WORK TASK: Rewrite the listing below, swapping each "positive clicks" for "foreground clicks" and keeping everything else the same.

[Dataset entries]
• • • •

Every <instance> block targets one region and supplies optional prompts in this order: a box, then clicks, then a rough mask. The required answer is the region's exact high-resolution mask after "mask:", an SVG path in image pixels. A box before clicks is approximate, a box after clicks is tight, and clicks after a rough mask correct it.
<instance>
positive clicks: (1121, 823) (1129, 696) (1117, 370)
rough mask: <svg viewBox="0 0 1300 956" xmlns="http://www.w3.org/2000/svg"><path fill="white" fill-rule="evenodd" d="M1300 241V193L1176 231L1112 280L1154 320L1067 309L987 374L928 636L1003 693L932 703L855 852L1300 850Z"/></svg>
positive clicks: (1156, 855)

• • • •

RESPONSE TO THIS TASK:
Every <instance> block targets one region and supplies optional prompts in this order: a box, then clicks, then a rough mask. The required answer is the region's exact high-resolution mask after "mask:", an SVG path in image pixels. A box before clicks is approximate, a box after clicks is tight, and clicks after a rough mask correct it.
<instance>
foreground clicks: (1121, 823) (1129, 696) (1117, 370)
rough mask: <svg viewBox="0 0 1300 956" xmlns="http://www.w3.org/2000/svg"><path fill="white" fill-rule="evenodd" d="M1300 241V193L1176 231L1112 280L1154 320L1067 309L987 374L928 636L1003 693L932 703L855 852L1300 850Z"/></svg>
foreground clicks: (1156, 855)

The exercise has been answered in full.